What to work on
The entries below must be retyped exactly. Pictures are to be omitted.

*** Opening Source data ***

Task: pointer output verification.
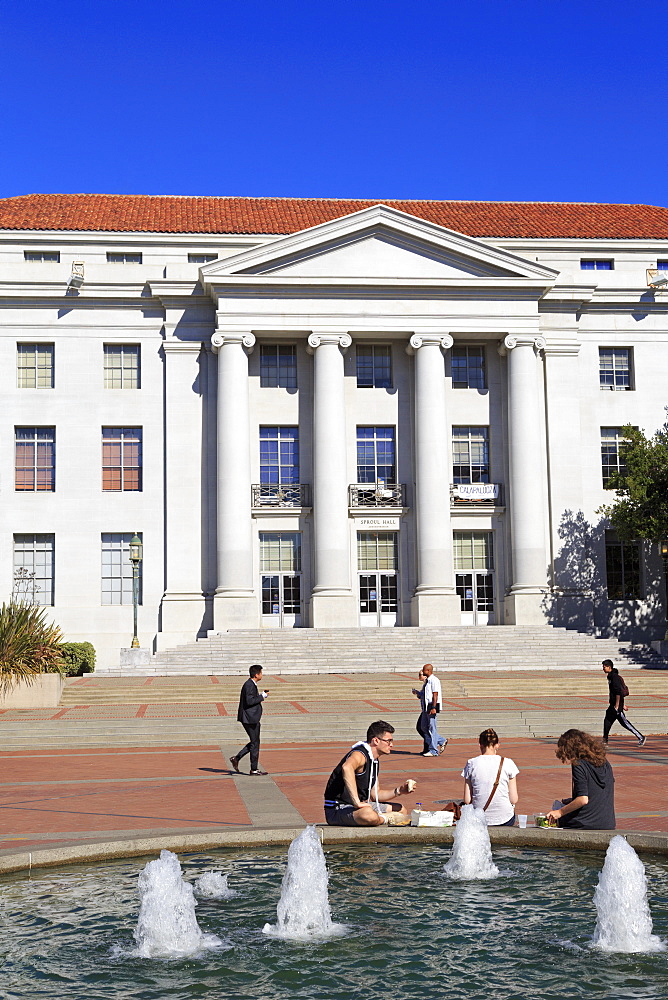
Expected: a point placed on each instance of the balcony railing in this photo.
(391, 495)
(272, 496)
(486, 493)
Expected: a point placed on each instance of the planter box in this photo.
(44, 692)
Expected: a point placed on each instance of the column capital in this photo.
(246, 340)
(418, 340)
(315, 340)
(513, 340)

*** Closing Source data ***

Solution
Task: pointer output verification.
Expected: a point placed on each instance of the balcony railing in this photo.
(391, 495)
(272, 496)
(486, 493)
Expected: a point placed on each instance of the planter box in this photo.
(44, 692)
Expected: a point placed on each instance of the column capital in this photo.
(246, 340)
(418, 340)
(315, 340)
(513, 340)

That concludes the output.